EXERCISE REQUIREMENTS>
Wherever a line in the records below contains "dark", copy that line.

RECORDS FOR THE EXERCISE>
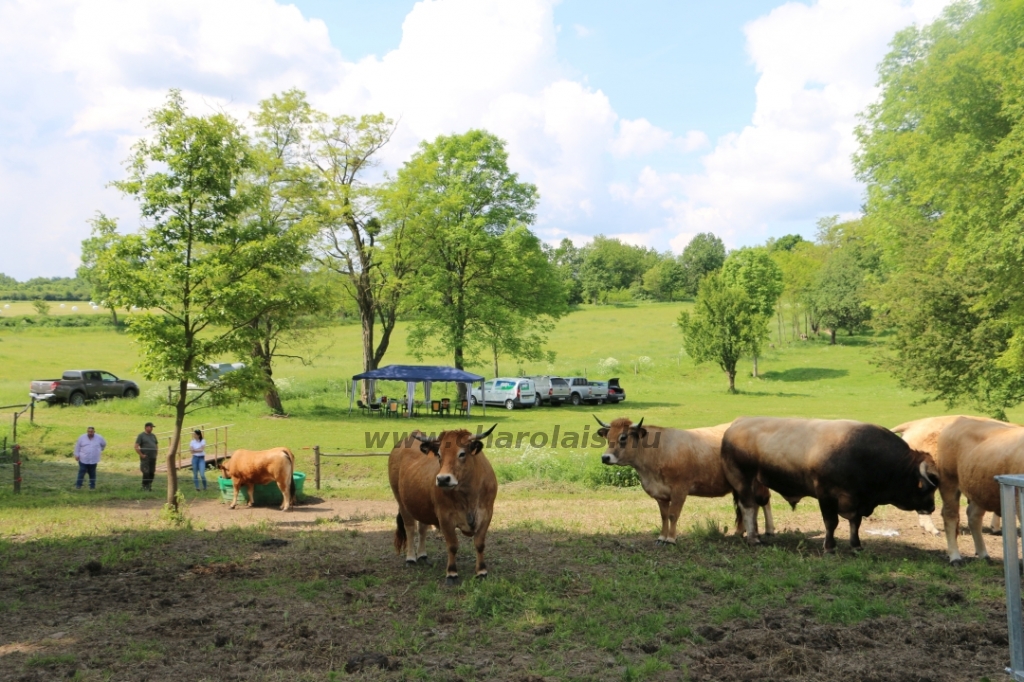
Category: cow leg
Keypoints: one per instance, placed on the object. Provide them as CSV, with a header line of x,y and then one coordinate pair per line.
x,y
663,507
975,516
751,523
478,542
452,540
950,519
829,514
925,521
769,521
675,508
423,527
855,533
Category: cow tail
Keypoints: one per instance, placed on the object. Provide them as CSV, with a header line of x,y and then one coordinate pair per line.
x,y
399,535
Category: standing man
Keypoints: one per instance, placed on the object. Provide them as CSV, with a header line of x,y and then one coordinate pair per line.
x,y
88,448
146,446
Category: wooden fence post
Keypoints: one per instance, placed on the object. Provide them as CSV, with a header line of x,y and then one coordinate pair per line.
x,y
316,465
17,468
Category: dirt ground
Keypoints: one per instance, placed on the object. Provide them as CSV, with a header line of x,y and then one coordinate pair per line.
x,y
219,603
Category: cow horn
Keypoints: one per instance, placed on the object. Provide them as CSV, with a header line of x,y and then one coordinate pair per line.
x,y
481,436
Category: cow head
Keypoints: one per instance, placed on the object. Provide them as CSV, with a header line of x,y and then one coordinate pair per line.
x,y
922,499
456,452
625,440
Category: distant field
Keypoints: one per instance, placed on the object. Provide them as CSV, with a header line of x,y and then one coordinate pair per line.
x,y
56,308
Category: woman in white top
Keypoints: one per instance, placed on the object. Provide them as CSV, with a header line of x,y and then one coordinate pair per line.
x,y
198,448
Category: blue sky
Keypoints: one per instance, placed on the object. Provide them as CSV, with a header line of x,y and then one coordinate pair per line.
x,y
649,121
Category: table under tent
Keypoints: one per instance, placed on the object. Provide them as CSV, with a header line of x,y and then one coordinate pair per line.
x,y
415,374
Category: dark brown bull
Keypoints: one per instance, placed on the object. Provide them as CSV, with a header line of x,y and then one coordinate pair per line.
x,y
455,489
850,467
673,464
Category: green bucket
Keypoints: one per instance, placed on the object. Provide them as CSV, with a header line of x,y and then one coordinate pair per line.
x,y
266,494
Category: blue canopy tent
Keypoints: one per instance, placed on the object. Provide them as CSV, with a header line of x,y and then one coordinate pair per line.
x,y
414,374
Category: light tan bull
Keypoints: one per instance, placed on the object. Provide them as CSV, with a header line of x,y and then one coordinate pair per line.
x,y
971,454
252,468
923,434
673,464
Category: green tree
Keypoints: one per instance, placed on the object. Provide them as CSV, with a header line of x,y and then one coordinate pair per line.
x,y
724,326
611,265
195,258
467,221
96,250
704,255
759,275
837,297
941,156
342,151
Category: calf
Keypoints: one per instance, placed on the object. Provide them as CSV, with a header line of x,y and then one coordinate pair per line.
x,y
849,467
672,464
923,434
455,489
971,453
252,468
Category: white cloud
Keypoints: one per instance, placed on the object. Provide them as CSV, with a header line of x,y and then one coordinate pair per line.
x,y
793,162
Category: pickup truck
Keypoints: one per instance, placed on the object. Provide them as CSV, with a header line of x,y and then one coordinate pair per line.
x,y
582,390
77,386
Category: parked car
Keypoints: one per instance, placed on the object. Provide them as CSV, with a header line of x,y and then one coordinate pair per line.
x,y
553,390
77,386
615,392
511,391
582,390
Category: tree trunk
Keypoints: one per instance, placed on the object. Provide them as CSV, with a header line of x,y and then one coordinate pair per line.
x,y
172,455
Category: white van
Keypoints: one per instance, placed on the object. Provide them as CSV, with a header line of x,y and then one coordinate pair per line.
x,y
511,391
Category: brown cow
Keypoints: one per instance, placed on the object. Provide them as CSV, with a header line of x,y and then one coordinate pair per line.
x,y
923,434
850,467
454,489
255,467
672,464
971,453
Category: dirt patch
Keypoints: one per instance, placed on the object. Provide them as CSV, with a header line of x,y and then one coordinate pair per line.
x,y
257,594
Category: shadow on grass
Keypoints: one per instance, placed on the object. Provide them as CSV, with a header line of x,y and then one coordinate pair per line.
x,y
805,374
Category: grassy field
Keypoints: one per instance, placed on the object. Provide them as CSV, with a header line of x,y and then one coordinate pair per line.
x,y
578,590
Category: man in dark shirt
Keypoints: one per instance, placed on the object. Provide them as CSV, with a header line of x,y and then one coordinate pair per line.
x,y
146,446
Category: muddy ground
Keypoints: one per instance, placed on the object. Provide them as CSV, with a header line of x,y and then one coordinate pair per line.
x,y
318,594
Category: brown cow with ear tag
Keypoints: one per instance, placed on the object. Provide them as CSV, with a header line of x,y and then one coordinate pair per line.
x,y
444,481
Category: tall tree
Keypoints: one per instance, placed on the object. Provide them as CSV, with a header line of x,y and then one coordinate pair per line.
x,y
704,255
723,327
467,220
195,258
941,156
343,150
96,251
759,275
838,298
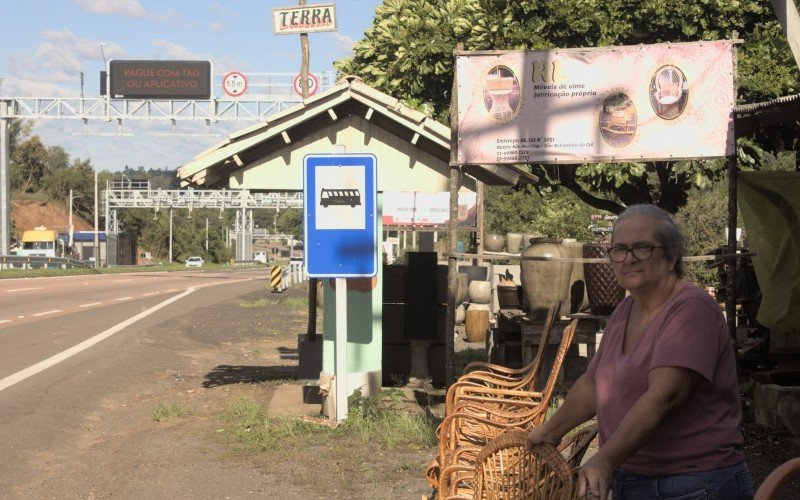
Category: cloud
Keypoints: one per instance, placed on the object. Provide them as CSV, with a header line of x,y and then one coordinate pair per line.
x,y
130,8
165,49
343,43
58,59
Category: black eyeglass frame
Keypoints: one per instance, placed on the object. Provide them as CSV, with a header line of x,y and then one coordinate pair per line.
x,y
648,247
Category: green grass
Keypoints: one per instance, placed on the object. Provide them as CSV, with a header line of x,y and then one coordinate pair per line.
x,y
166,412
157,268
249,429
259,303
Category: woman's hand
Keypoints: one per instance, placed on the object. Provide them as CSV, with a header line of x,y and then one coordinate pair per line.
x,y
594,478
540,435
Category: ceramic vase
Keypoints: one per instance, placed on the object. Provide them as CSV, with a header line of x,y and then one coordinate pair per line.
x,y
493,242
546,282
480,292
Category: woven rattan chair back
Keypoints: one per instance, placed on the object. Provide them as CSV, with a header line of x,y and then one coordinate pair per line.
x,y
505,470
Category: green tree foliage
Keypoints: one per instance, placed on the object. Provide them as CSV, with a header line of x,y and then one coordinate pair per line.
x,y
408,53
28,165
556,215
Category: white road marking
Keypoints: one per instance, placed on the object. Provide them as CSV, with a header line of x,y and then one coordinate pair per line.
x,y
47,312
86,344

ANSWER FOR THE TASK>
Category: dark brown bull
Category: man in dark shirt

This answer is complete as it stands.